Image point grounding data

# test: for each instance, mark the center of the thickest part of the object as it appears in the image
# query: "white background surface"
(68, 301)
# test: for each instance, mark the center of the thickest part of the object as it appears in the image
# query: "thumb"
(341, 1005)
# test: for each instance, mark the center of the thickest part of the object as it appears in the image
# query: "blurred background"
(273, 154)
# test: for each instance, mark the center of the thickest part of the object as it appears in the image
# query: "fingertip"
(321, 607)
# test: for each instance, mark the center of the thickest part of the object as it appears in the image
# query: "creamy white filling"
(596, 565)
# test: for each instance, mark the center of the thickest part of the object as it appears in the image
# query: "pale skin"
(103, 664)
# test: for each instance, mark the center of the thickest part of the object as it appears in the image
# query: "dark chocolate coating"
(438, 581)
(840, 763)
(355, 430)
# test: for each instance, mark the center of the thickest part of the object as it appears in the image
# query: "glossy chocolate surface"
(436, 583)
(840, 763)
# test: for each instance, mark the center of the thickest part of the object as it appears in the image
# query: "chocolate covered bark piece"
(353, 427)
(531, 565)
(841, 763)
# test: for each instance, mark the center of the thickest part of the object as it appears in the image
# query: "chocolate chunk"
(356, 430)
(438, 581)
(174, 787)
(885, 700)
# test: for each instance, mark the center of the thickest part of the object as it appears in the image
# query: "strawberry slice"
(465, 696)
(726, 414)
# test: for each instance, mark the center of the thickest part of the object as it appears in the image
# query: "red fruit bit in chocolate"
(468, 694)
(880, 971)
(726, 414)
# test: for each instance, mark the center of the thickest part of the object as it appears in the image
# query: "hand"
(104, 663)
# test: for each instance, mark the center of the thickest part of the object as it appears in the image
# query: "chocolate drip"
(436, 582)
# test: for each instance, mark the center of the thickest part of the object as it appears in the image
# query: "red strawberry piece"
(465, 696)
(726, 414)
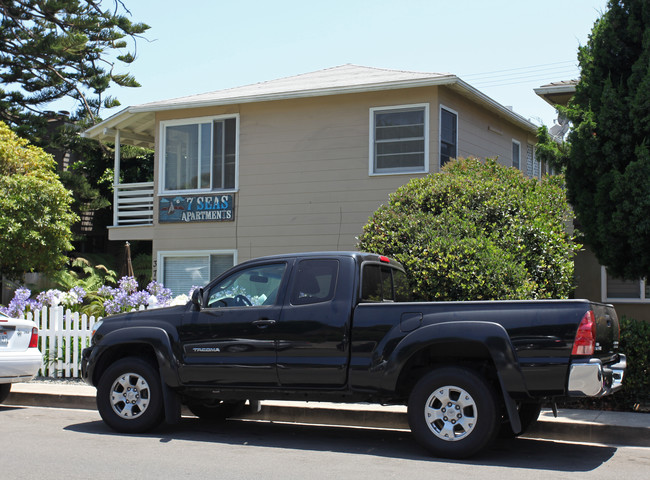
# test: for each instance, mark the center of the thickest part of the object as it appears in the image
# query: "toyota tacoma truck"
(340, 327)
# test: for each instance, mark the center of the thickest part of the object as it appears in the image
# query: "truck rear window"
(380, 283)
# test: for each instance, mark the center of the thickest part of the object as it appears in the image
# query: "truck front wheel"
(129, 396)
(452, 412)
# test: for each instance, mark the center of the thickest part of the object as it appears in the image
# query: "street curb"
(370, 416)
(52, 400)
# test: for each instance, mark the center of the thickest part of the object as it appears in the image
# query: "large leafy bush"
(478, 231)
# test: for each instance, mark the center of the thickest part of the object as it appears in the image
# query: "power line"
(573, 62)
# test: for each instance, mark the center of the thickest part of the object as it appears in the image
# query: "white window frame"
(398, 171)
(454, 112)
(605, 298)
(518, 143)
(160, 256)
(194, 121)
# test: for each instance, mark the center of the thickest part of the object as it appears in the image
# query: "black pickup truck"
(340, 327)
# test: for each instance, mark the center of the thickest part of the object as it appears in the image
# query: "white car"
(20, 357)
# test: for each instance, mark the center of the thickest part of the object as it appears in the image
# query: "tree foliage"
(478, 231)
(608, 170)
(35, 215)
(52, 49)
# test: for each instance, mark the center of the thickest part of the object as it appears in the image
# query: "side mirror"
(197, 298)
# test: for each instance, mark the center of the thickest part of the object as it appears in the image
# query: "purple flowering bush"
(22, 303)
(106, 300)
(126, 296)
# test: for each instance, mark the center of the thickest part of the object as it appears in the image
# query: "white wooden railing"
(133, 204)
(62, 337)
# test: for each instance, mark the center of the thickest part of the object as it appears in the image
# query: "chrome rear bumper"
(593, 379)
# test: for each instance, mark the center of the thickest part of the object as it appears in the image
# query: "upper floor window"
(448, 135)
(624, 291)
(180, 271)
(516, 154)
(200, 154)
(399, 139)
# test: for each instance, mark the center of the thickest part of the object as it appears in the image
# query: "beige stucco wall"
(304, 180)
(589, 285)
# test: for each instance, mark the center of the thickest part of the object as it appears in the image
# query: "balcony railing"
(133, 204)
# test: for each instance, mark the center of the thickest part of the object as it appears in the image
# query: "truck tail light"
(585, 342)
(33, 341)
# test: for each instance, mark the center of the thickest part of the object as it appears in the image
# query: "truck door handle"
(264, 322)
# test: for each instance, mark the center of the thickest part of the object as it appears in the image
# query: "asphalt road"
(37, 442)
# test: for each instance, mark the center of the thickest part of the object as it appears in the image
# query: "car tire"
(216, 410)
(5, 388)
(129, 396)
(452, 412)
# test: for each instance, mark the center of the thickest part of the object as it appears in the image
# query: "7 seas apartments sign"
(197, 208)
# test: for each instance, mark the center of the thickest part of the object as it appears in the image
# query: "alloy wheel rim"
(130, 395)
(450, 413)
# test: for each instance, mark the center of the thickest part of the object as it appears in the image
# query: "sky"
(503, 48)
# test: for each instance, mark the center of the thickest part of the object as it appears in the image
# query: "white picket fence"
(62, 337)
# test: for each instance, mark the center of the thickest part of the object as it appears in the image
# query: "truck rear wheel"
(452, 412)
(129, 396)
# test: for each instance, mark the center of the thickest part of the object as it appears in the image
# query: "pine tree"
(608, 170)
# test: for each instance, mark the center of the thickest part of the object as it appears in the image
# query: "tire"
(474, 420)
(5, 388)
(129, 396)
(528, 415)
(216, 410)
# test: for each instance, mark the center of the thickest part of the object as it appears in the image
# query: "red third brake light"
(33, 342)
(585, 342)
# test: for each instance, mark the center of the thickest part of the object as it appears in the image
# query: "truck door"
(231, 341)
(313, 343)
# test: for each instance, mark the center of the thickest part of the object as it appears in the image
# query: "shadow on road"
(516, 453)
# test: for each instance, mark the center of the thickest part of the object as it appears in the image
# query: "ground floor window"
(180, 271)
(624, 291)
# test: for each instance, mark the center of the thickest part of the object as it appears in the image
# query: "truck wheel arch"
(150, 343)
(476, 344)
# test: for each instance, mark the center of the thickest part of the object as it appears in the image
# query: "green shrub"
(478, 231)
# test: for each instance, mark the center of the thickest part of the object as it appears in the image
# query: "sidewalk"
(592, 426)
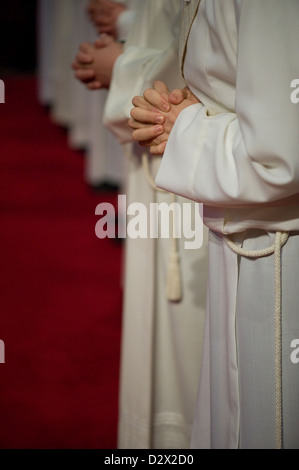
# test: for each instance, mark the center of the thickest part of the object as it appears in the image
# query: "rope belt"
(280, 240)
(174, 276)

◆ Problem: With the pictures set aside, please write out all of the records above exactly.

◆ Answer space:
# test: for each instance, mark the center of the thickest part of the object as it appears in the image
# query: "white background surface"
(68, 301)
# test: for each instance, mark the center of the thickest part of the object as it appears in the image
# query: "thumb"
(341, 1005)
# test: for each instance, mark the center of the thickest part of the object as it appears in the image
# query: "blurred background"
(273, 154)
# test: for each instance, mark the center of the thickest part of the object as it appears in the image
# query: "fingertip"
(321, 607)
# test: for each instance, mark the center of the thickest part of the object as it appears in the image
# query: "creamy white filling"
(596, 565)
# test: for each instance, mark the center of the thickest part of the object as it appears in the image
# query: "pale skin"
(103, 664)
# test: for each instance, mark the center of the thickest part of the object as it appears in the image
# query: "dark chocolate coating"
(438, 581)
(840, 763)
(355, 430)
# test: for each instance, mark the center of the thickest part of the object as it appears in the image
# query: "glossy chocolate surface"
(436, 583)
(840, 763)
# test: for each instance, mark the center of the thickest part of the object as it appears in the image
# query: "chocolate covered bark piece"
(353, 427)
(531, 565)
(841, 763)
# test: for each instance, mark the center of the thickest part of the object as it appears in the image
# query: "chocolate chunk"
(356, 430)
(438, 581)
(174, 787)
(885, 700)
# test: for each instance, mark the center of the thickest part of the object as it appears in the image
# query: "strawberry slice"
(465, 696)
(726, 414)
# test: for each instance, mark the center of the thickest part of the object as it appears in the image
# query: "red fruit bit in chocolate"
(468, 694)
(880, 971)
(726, 414)
# test: for each instance, mark the center of the thickest part of the object as it appears in the image
# query: "hand"
(104, 663)
# test: for each instance, mark the center of the thickest part of the object as it appears in the image
# query: "chocolate drip"
(436, 582)
# test: for each instance, mark the center of the thickest part of the object as it appears in the image
# query: "red strawberry piece"
(465, 696)
(726, 414)
# test: for each instance, mark the center of the thickest part of the object as it appears in the image
# query: "toyota tacoma truck"
(340, 327)
# test: for each instance, mark the center of the thickest part of the object as it appears in the image
# query: "truck rear window"
(380, 283)
# test: for each instance, mark the center of the thickest part of the object as it appears in the image
# query: "truck front wheel"
(129, 396)
(452, 412)
# test: for each instance, mark the center of the thickest part of the object as it appears in the image
# query: "street curb"
(370, 416)
(52, 400)
# test: for each instance, mark the center of the thickest part of the object as it appears in the image
# query: "large leafy bush"
(478, 231)
# test: for each instance, mark the center of the thickest part of the object as it appears in the image
# query: "power line"
(573, 62)
# test: for each instance, mark the center of the thickest part of the object as it appears in the image
# query: "white window frame"
(398, 171)
(454, 112)
(605, 298)
(518, 143)
(160, 256)
(194, 121)
# test: for each instance, mark the center of the thickest part of the object as it appears in the image
# query: "black pickup truck"
(340, 327)
# test: for each instance, mark the center of the thickest part of the object as it appears in the image
# query: "white car"
(20, 357)
# test: for each instance, mark the center of the thickest part of the object as it appears in the image
# query: "tree foliage"
(478, 231)
(608, 170)
(35, 215)
(52, 49)
# test: for each instance, mark the center of the thickest part of the object as it appears in the image
# query: "side mirror"
(197, 298)
# test: for each instance, mark the center of the thickest part of the object as it appears in the image
# query: "purple flowering bush"
(22, 303)
(106, 300)
(126, 296)
# test: for each instance, mark the center of the thickest part of the object as it appears in the image
# query: "white wooden railing"
(133, 204)
(62, 337)
# test: for each instance, mark the center of the thickest part of the object as it appears in the image
# query: "chrome rear bumper"
(593, 379)
# test: for each instance, mark the center of the thickest part of the object as it appears in the image
# query: "upper floor window"
(448, 135)
(624, 291)
(180, 271)
(516, 154)
(200, 154)
(399, 139)
# test: for each instance, mark the center of the thickest part of the object as it appears in the image
# query: "beige stucco wall"
(304, 180)
(589, 285)
# test: for each instance, mark the center of the thickest part of the object as it appears in the image
# query: "balcony railing"
(133, 204)
# test: for each instance, mark the center of the thickest part of the object as it appears in the image
# query: "truck tail light"
(585, 342)
(33, 341)
# test: for each instance, mark the center of the thickest part of the object as it appears in the image
# query: "truck door handle"
(264, 322)
# test: for each instance, mark the center of the thickest part of the object as it appears in the image
# query: "asphalt road"
(37, 442)
# test: for each instance, mark the center of the thickest part of the object as it appears in the image
# query: "car tire"
(216, 410)
(5, 388)
(129, 396)
(452, 412)
# test: for each instance, mark the center of the thickest part of the object as it appears in the image
# query: "7 seas apartments sign"
(197, 208)
# test: for each instance, mark the center of the thickest part of the object as it appears in the image
# query: "alloy wheel rim"
(130, 395)
(450, 413)
# test: for each instance, mark the center of the thickest part of the object as it appears in the image
# query: "sky"
(503, 48)
# test: for each instance, mark the center of the thickest part of the object as it appears in the image
# query: "white picket fence"
(62, 337)
# test: for each instance, mark the center of the thickest part of the object as it appears in the image
# query: "truck rear wheel"
(452, 412)
(129, 396)
# test: for each instance, mark the center of the thickest part of the object as it appears in the image
# query: "pine tree"
(608, 170)
# test: for each instance, mark the center of the thickest part of the object as it appears in the image
# query: "tire"
(474, 420)
(5, 388)
(129, 396)
(528, 415)
(216, 410)
# test: for each instance, mark the center of the thickest part of the object as it appears in the image
# query: "red third brake light"
(33, 342)
(585, 342)
# test: for each instance, mark the center of the thickest part of the object as it appears in the image
# query: "truck door"
(231, 341)
(313, 343)
# test: for each instance, mark the center of the thickest part of the object as it appears in the image
# query: "shadow on road"
(516, 453)
# test: for each instance, mark the center of the thickest part of the object as it appears in the image
# query: "ground floor window"
(180, 271)
(624, 291)
# test: for each instance, mark the center of the thickest part of the object as it appears in the image
# query: "truck wheel arch"
(150, 343)
(476, 344)
# test: for each instance, mark the center of the thickest part of the object as it appears in the image
# query: "green shrub"
(478, 231)
# test: for each instance, mark the center of the thickest part of the object as it appears in the image
# query: "sidewalk"
(592, 426)
# test: for each instance, mark the center of the thickest part of the object as it appears in the image
# query: "rope belt"
(280, 240)
(174, 276)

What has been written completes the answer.